▶ Article:
Michael Wolff’s Fire and Fury is exploding. Threats of legal action from the Trump White House–the book’s subject–seem only to have poured fuel on the flames. To date, it’s racked up more than a million orders, more than six times the demand that Henry Holt, Fire and Fury’s U.S. publisher, had anticipated, with 29,000 hardcover copies reportedly selling out within two days of the book hitting shelves. Last week’s “bomb cyclone” snow storm delayed restocking shipments in the Northeast. While Macmillan, Henry Holt’s parent company, scrambles to rush out more copies, pirated versions are circulating online.
On its face, an account based on unprecedented access to a figure as divisive as Trump sounds like a runaway hit. But the fact that the book publisher bet much more conservatively on it says a lot about the data problems that still bedevil the book-publishing industry in 2018.

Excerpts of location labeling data
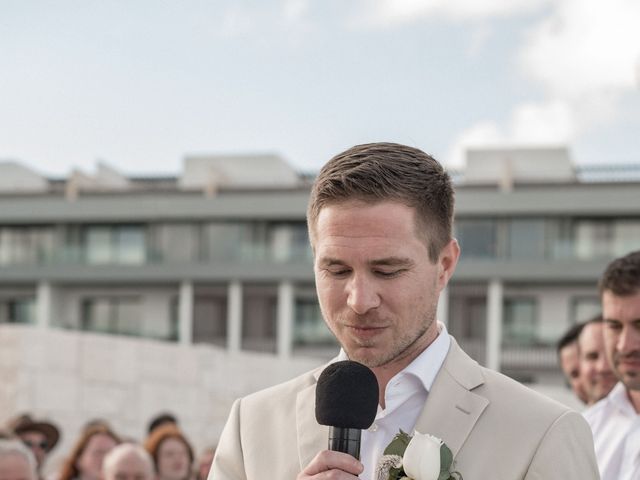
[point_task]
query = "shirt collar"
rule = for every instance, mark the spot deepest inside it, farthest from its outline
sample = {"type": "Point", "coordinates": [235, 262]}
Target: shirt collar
{"type": "Point", "coordinates": [425, 366]}
{"type": "Point", "coordinates": [618, 399]}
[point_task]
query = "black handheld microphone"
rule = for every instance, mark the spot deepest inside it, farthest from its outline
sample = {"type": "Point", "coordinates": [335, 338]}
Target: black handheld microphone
{"type": "Point", "coordinates": [347, 402]}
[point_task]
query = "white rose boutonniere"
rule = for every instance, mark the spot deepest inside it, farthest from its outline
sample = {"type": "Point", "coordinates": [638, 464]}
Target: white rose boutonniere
{"type": "Point", "coordinates": [421, 457]}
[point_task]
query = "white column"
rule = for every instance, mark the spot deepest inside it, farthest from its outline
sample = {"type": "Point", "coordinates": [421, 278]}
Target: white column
{"type": "Point", "coordinates": [285, 319]}
{"type": "Point", "coordinates": [443, 306]}
{"type": "Point", "coordinates": [185, 313]}
{"type": "Point", "coordinates": [44, 303]}
{"type": "Point", "coordinates": [494, 323]}
{"type": "Point", "coordinates": [234, 317]}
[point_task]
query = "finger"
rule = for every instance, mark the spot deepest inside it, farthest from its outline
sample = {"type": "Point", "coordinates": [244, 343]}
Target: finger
{"type": "Point", "coordinates": [329, 460]}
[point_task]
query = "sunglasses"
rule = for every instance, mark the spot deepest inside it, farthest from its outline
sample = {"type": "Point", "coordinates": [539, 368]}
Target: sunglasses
{"type": "Point", "coordinates": [41, 445]}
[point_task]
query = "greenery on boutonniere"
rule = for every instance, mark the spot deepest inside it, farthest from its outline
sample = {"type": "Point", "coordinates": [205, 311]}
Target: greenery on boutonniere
{"type": "Point", "coordinates": [421, 457]}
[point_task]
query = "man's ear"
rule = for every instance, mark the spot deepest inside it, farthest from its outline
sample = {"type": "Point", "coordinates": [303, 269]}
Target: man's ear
{"type": "Point", "coordinates": [447, 261]}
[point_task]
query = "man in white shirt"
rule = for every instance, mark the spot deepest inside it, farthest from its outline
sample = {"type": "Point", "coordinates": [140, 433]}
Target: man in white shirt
{"type": "Point", "coordinates": [380, 223]}
{"type": "Point", "coordinates": [569, 360]}
{"type": "Point", "coordinates": [596, 374]}
{"type": "Point", "coordinates": [614, 420]}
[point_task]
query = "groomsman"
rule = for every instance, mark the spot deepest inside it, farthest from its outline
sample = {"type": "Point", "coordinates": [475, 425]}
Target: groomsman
{"type": "Point", "coordinates": [614, 420]}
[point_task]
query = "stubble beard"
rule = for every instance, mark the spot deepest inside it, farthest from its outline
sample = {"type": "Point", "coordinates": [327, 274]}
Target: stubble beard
{"type": "Point", "coordinates": [401, 349]}
{"type": "Point", "coordinates": [631, 379]}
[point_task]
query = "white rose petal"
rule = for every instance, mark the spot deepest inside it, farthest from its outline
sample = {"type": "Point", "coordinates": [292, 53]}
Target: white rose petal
{"type": "Point", "coordinates": [421, 459]}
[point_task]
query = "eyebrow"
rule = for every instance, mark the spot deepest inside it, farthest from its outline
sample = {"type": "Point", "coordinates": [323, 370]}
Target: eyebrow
{"type": "Point", "coordinates": [388, 261]}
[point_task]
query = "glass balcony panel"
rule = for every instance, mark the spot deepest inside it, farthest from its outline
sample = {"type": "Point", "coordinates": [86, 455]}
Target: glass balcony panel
{"type": "Point", "coordinates": [527, 239]}
{"type": "Point", "coordinates": [520, 326]}
{"type": "Point", "coordinates": [98, 247]}
{"type": "Point", "coordinates": [478, 238]}
{"type": "Point", "coordinates": [129, 245]}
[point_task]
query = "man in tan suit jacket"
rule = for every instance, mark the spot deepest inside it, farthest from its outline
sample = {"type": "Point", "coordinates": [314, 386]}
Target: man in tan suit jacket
{"type": "Point", "coordinates": [380, 226]}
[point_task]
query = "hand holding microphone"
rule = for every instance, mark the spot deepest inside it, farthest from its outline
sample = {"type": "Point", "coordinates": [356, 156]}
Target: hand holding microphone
{"type": "Point", "coordinates": [347, 402]}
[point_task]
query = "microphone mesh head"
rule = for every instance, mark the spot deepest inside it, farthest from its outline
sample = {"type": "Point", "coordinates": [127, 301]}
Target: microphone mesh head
{"type": "Point", "coordinates": [347, 396]}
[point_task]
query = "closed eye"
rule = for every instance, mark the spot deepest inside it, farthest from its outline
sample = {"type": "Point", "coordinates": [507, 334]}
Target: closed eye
{"type": "Point", "coordinates": [386, 274]}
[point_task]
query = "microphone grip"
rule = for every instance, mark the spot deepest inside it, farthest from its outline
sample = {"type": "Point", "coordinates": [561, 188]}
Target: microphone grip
{"type": "Point", "coordinates": [346, 440]}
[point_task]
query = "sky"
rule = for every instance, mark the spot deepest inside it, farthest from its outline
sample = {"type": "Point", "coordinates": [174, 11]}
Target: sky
{"type": "Point", "coordinates": [140, 84]}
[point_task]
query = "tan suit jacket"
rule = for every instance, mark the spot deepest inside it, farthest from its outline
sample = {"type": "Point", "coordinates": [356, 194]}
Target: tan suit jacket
{"type": "Point", "coordinates": [496, 428]}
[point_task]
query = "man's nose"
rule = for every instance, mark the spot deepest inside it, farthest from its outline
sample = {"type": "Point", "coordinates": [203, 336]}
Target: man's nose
{"type": "Point", "coordinates": [362, 294]}
{"type": "Point", "coordinates": [629, 340]}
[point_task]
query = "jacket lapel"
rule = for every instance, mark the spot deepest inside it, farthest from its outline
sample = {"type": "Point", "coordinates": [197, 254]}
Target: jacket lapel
{"type": "Point", "coordinates": [312, 437]}
{"type": "Point", "coordinates": [452, 409]}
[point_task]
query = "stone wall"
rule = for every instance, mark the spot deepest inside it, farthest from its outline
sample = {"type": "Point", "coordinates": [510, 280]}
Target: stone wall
{"type": "Point", "coordinates": [71, 377]}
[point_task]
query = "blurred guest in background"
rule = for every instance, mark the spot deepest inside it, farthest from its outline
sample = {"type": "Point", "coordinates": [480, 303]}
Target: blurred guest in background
{"type": "Point", "coordinates": [596, 375]}
{"type": "Point", "coordinates": [171, 452]}
{"type": "Point", "coordinates": [128, 461]}
{"type": "Point", "coordinates": [204, 463]}
{"type": "Point", "coordinates": [161, 419]}
{"type": "Point", "coordinates": [614, 419]}
{"type": "Point", "coordinates": [569, 358]}
{"type": "Point", "coordinates": [85, 460]}
{"type": "Point", "coordinates": [40, 436]}
{"type": "Point", "coordinates": [17, 462]}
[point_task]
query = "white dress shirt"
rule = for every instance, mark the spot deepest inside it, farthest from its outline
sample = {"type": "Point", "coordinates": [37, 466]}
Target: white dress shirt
{"type": "Point", "coordinates": [616, 435]}
{"type": "Point", "coordinates": [404, 400]}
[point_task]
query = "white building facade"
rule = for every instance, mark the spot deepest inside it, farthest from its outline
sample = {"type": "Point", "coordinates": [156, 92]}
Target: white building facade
{"type": "Point", "coordinates": [121, 297]}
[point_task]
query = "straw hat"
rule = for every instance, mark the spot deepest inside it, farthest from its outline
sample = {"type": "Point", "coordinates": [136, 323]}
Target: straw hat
{"type": "Point", "coordinates": [24, 423]}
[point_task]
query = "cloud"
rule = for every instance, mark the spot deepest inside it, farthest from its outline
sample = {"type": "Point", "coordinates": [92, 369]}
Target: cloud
{"type": "Point", "coordinates": [586, 57]}
{"type": "Point", "coordinates": [237, 21]}
{"type": "Point", "coordinates": [585, 47]}
{"type": "Point", "coordinates": [294, 11]}
{"type": "Point", "coordinates": [531, 124]}
{"type": "Point", "coordinates": [386, 13]}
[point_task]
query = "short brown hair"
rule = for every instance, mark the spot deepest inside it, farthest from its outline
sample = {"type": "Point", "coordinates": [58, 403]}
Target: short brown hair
{"type": "Point", "coordinates": [70, 468]}
{"type": "Point", "coordinates": [159, 435]}
{"type": "Point", "coordinates": [622, 276]}
{"type": "Point", "coordinates": [389, 171]}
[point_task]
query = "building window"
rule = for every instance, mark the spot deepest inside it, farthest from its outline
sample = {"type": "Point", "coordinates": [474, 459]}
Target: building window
{"type": "Point", "coordinates": [310, 328]}
{"type": "Point", "coordinates": [626, 237]}
{"type": "Point", "coordinates": [526, 239]}
{"type": "Point", "coordinates": [478, 238]}
{"type": "Point", "coordinates": [120, 244]}
{"type": "Point", "coordinates": [26, 245]}
{"type": "Point", "coordinates": [18, 310]}
{"type": "Point", "coordinates": [289, 242]}
{"type": "Point", "coordinates": [585, 308]}
{"type": "Point", "coordinates": [224, 241]}
{"type": "Point", "coordinates": [593, 238]}
{"type": "Point", "coordinates": [520, 322]}
{"type": "Point", "coordinates": [210, 319]}
{"type": "Point", "coordinates": [117, 315]}
{"type": "Point", "coordinates": [174, 243]}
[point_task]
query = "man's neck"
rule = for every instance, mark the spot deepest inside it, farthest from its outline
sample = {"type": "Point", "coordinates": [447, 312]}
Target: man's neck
{"type": "Point", "coordinates": [634, 398]}
{"type": "Point", "coordinates": [386, 372]}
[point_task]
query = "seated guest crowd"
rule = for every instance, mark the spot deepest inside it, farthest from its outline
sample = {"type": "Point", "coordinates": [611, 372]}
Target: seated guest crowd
{"type": "Point", "coordinates": [600, 359]}
{"type": "Point", "coordinates": [101, 454]}
{"type": "Point", "coordinates": [601, 362]}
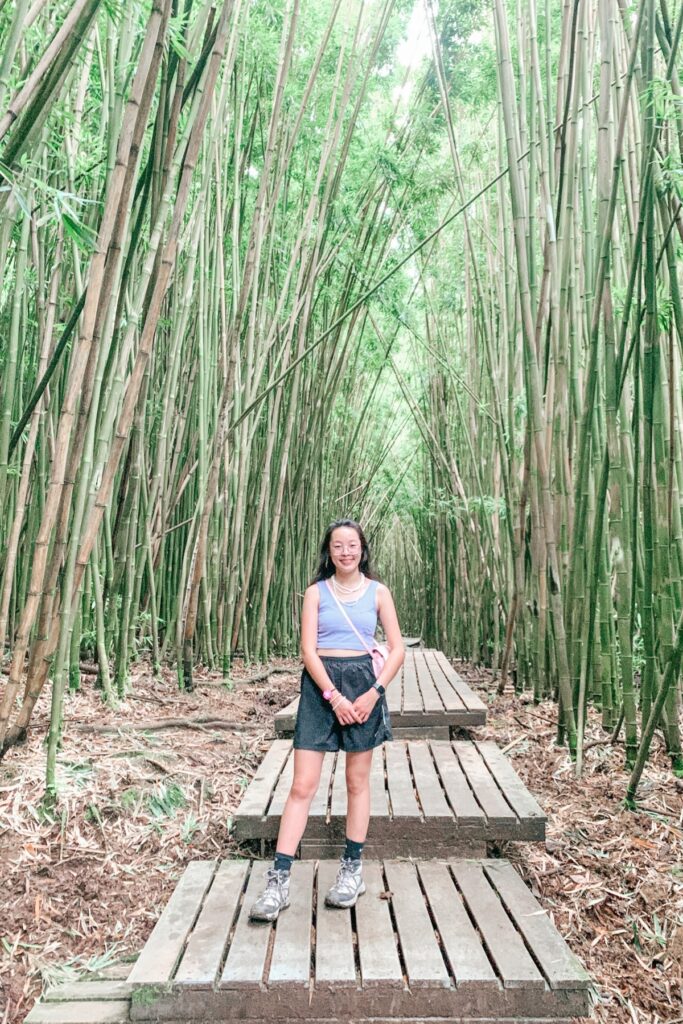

▶ Jobs:
1. How would you translate the sentence "Last week’s “bomb cyclone” snow storm delayed restocking shipments in the Northeast." from the article on Fire and Fury's sales into Spanish?
2. Could you resume the article on Fire and Fury's sales, picking up right after its final sentence?

▶ Outputs:
1. La tormenta de nieve del “ciclón bomba” de la semana pasada retrasó los envíos de reabastecimiento en el noreste.

2.
Tomorrow’s Hits And Yesterday’s Habits
As Constance Grady points out at Vox, the book industry’s business model is partly to blame. Like other media sectors (Hollywood, for one), book publishers rely increasingly and overwhelmingly on best-sellers to stay in the black. In addition, an outdated quirk that allows booksellers to return unsold stock to publishers for a full refund incentivizes publishers to keep print runs low. That Fire and Fury’s initial printing was set at 150,000 copies, according to Macmillan CEO John Sargent, was, as Grady notes, a comparative “show of confidence” considering that political nonfiction titles rarely sell more than 100,000 copies–but it hardly signaled an expected blockbuster.
It also matters that Wolff’s sales record is patchy. His previous books have rarely sold more than a few tens of thousands of copies, according to Nielsen BookScan (which, in fairness, sometimes captures well under half of a given title’s actual sales). The book industry’s primary tool for predicting future sales is still to look at an author’s past sales numbers or at the sales numbers of a comparable book. Old-fashioned as it may sound, this remains standard-practice across the industry, making book publishers utterly unprepared for “black swan” events like the sensation that’s erupted over Fire and Fury.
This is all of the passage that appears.